## TAREFA PROPOSTA
No texto sobre as tentações do padre, transcreva o trecho que começa nas palavras "03 Novembro 2020" e vai até as palavras "de Luisa Rabolini.", inclusive.

## SEÇÃO DO TEXTO

--------------------------------

03 Novembro 2020
Se o padre é apresentado como a figura de Cristo Cabeça, por que não imaginar que ele possa estar sujeito, como Jesus, às tentações no deserto? Vejamos... com um pouco de humor e caricatura...
O comentário é de Jean-Luc Lecatin, em artigo publicado por Garrigues et Sentiers, 28-10-2020. A tradução é de Luisa Rabolini.
Eis então Satanás que leva vocês, vocês padres, ao centro de uma reunião dominical; e vos pergunta: “Vocês que se dizem configurados a Cristo Cabeça, se sentem seduzidos pela ideia de serem os únicos que podem transformar o pão no corpo de Cristo? Vocês querem continuar a ser os únicos dignos e aptos a reunir os fiéis em volta da mesa do Senhor? Não é maravilhoso ser os únicos que podem dar o perdão de Deus? Não é evidente que as mulheres devem ser excluídas?"
E vocês poderiam responder: “Nós, padres, não aceitamos tais propostas, mesmo que as tenhamos aceito durante séculos! Não queremos mais nos apropriar dos poderes que são de todos”.
Então Satanás procura outra coisa para vos tentar! Aqui está, nesse período repleto de escândalos da Igreja (sexo, poder, dinheiro), Satanás, diante de uma imensa multidão reunida, novamente vos provoca: “Vocês que se dizem representantes de Cristo, se quiserem, podem continuar a usufruir de influência e autoridade sobre a maioria desses seres humanos. Não é extraordinário vê-los suspensos a seus lábios? Não é inebriante proclamar-vos especialistas em humanidade, detentores da verdade e do erro, especialistas naquilo que Deus quer ou não quer? ...” E vocês respondem a esse Satanás sedutor: ”Não entendeu nada! Podemos ter nos deixado seduzir por todas essas grandezas e poderes, mas desta vez, Satanás, você não vai nos pegar! Não fomos instituídos para dominar, nem para esmagar os outros com a nossa superioridade, estamos aqui para servir, para nos colocar em relação, para permitir que cada mulher e cada homem acredite em si próprio e se sinta protagonista! Estamos em caminho com todos os batizados ... como todos os seres humanos, nem mais nem menos!”.

--------------------------------

Registros de dados armazenados
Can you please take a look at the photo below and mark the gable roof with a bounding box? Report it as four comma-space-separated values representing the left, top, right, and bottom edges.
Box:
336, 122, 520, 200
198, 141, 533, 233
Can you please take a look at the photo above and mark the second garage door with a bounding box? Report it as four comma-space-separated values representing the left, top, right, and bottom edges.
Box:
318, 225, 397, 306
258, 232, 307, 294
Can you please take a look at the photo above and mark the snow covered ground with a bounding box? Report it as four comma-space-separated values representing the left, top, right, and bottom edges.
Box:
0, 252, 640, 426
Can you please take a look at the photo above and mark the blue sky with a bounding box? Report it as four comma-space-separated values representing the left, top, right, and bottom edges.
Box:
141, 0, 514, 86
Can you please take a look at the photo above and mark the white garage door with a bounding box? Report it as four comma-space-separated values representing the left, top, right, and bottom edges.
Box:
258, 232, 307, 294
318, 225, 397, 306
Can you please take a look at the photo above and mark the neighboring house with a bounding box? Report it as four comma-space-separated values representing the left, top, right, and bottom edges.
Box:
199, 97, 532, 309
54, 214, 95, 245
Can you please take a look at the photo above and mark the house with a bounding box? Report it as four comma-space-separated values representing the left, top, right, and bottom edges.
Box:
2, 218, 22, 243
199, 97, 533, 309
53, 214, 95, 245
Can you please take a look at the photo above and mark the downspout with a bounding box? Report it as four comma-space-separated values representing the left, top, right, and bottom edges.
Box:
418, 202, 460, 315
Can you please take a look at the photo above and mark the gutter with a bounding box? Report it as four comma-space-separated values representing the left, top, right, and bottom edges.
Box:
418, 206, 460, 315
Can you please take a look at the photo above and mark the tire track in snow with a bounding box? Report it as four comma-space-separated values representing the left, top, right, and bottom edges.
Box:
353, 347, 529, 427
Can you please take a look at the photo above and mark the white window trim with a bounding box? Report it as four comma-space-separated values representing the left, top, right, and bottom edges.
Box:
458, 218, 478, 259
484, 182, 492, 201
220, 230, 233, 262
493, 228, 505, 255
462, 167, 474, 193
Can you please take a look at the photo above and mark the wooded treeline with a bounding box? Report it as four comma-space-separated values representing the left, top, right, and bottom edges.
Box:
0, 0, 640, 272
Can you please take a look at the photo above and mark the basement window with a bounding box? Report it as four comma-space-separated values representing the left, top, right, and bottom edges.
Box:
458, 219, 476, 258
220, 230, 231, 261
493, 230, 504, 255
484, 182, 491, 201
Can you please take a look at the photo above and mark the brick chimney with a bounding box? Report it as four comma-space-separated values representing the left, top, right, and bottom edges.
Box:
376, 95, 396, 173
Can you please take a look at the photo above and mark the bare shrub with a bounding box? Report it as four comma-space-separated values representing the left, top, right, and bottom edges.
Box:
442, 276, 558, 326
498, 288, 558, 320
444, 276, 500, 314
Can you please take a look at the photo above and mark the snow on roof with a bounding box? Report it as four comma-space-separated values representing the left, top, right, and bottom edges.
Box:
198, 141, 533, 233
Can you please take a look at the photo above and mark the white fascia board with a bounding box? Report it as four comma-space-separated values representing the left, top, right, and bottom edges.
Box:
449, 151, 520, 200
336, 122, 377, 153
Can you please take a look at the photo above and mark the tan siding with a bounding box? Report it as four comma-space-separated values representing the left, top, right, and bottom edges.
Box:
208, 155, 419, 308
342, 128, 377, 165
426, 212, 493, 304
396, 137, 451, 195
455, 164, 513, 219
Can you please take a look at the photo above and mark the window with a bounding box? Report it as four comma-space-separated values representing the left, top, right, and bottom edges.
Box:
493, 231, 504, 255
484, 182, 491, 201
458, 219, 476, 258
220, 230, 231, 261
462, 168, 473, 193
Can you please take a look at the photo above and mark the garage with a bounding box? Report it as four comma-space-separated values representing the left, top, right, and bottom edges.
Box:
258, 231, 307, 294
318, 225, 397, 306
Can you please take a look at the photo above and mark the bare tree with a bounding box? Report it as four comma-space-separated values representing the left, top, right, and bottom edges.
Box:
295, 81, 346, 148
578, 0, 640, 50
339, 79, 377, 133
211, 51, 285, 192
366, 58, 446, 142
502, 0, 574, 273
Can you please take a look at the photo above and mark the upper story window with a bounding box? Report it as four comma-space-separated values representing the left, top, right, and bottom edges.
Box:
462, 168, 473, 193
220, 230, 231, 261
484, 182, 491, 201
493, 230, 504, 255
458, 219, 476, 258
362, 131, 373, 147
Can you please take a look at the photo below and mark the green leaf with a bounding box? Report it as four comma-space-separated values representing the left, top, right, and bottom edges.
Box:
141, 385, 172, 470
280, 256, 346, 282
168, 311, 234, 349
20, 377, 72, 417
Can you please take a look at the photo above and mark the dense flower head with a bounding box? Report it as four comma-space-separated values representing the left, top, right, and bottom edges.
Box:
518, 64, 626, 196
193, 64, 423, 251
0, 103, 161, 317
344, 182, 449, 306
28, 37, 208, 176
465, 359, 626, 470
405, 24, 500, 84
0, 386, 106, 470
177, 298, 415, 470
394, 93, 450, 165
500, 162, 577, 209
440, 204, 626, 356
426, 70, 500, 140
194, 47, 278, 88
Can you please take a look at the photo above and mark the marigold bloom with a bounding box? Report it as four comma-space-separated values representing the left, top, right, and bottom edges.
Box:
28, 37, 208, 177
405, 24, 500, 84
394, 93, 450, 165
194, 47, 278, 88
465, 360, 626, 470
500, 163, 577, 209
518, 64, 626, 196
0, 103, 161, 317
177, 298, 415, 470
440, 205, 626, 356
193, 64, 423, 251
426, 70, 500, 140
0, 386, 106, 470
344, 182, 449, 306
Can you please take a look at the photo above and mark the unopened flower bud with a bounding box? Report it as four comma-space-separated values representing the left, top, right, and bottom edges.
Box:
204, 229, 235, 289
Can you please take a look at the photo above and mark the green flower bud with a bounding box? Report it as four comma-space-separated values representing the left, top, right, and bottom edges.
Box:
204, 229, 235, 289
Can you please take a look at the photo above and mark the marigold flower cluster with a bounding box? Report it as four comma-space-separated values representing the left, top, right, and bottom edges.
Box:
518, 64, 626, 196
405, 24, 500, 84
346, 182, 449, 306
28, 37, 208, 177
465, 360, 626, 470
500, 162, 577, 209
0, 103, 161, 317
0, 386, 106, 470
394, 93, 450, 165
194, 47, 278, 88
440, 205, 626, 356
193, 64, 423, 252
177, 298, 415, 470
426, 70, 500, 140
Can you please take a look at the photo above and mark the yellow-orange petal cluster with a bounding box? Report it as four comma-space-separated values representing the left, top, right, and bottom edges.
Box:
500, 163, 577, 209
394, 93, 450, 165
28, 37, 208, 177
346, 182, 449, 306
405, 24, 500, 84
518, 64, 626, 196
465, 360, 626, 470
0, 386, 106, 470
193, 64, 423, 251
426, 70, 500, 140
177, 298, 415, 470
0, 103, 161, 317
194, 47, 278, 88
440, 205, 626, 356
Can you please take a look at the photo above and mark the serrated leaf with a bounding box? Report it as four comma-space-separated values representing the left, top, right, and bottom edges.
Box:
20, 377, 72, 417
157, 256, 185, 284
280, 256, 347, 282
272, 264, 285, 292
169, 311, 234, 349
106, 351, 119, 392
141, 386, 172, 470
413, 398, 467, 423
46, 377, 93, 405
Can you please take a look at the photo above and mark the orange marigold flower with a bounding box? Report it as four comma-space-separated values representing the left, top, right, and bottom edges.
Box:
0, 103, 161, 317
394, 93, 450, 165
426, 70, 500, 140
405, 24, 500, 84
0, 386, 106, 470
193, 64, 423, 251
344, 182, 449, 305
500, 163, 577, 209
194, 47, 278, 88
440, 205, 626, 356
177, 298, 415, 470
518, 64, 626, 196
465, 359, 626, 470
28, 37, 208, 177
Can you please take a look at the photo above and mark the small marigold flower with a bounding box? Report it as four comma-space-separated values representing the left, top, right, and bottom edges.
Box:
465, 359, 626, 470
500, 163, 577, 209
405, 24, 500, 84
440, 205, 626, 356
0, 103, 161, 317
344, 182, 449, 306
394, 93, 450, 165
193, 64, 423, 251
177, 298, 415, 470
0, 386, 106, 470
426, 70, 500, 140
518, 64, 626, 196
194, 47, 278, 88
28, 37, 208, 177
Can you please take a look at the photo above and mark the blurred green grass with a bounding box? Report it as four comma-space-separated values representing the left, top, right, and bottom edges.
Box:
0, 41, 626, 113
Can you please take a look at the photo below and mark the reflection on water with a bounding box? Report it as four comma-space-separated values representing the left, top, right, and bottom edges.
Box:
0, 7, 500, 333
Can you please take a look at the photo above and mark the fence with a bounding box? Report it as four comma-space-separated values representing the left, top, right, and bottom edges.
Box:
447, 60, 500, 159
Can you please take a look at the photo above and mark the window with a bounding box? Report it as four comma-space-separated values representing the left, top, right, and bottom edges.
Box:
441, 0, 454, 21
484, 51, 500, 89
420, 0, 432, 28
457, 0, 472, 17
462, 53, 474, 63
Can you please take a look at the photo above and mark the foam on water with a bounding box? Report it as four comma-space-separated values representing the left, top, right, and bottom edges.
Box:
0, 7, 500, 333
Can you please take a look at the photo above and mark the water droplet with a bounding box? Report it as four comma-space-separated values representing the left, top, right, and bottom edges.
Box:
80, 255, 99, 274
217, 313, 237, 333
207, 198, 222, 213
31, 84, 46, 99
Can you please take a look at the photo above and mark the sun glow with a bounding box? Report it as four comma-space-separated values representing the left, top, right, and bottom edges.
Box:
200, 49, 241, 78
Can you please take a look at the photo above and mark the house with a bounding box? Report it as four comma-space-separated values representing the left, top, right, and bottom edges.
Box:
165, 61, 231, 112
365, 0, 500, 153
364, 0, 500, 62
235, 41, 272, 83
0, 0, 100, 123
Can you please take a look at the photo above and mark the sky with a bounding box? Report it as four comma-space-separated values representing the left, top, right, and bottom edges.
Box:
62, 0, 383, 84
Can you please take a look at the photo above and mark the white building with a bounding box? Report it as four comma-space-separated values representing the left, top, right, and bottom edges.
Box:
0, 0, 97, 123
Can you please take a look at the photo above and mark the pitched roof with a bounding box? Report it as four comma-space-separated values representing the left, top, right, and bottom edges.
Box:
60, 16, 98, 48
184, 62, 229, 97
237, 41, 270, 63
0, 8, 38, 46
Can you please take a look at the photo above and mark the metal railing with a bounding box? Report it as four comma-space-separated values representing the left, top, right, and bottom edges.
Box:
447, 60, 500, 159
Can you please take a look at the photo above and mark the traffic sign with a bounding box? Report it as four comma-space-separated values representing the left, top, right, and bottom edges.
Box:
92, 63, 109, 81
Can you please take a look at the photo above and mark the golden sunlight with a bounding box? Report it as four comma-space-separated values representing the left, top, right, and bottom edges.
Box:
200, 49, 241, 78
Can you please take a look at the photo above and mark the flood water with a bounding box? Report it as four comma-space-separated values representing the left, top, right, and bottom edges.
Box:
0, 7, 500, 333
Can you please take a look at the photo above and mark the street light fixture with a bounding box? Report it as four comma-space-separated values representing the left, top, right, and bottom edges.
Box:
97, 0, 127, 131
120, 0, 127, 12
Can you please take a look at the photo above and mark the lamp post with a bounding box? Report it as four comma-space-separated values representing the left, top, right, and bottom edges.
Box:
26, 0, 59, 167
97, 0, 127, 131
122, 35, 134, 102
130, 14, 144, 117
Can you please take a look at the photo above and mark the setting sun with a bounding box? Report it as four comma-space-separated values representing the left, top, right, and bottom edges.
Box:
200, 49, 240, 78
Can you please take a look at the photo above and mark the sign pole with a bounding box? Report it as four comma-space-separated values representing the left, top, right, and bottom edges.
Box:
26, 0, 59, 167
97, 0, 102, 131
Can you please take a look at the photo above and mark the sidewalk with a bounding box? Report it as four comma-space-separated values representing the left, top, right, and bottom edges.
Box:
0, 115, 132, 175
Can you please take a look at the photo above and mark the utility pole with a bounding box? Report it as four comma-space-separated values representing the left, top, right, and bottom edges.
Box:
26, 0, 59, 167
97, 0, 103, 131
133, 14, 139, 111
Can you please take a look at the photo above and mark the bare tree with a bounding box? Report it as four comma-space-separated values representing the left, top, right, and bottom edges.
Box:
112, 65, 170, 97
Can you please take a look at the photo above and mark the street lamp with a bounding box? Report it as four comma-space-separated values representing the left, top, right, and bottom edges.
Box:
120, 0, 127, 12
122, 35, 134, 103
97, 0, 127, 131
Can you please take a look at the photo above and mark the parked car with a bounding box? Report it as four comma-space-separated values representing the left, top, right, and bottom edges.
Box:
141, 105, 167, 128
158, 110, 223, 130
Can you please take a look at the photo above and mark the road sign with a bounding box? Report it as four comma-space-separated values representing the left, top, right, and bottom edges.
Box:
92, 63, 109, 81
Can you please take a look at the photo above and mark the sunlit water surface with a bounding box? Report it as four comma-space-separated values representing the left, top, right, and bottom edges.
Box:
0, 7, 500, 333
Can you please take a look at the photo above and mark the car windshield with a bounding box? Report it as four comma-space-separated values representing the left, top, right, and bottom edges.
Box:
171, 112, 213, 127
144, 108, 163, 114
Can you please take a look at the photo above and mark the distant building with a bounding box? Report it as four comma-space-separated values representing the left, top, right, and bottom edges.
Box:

--------------------------------

## RESPOSTA DO EXERCÍCIO
03 Novembro 2020
Se o padre é apresentado como a figura de Cristo Cabeça, por que não imaginar que ele possa estar sujeito, como Jesus, às tentações no deserto? Vejamos... com um pouco de humor e caricatura...
O comentário é de Jean-Luc Lecatin, em artigo publicado por Garrigues et Sentiers, 28-10-2020. A tradução é de Luisa Rabolini.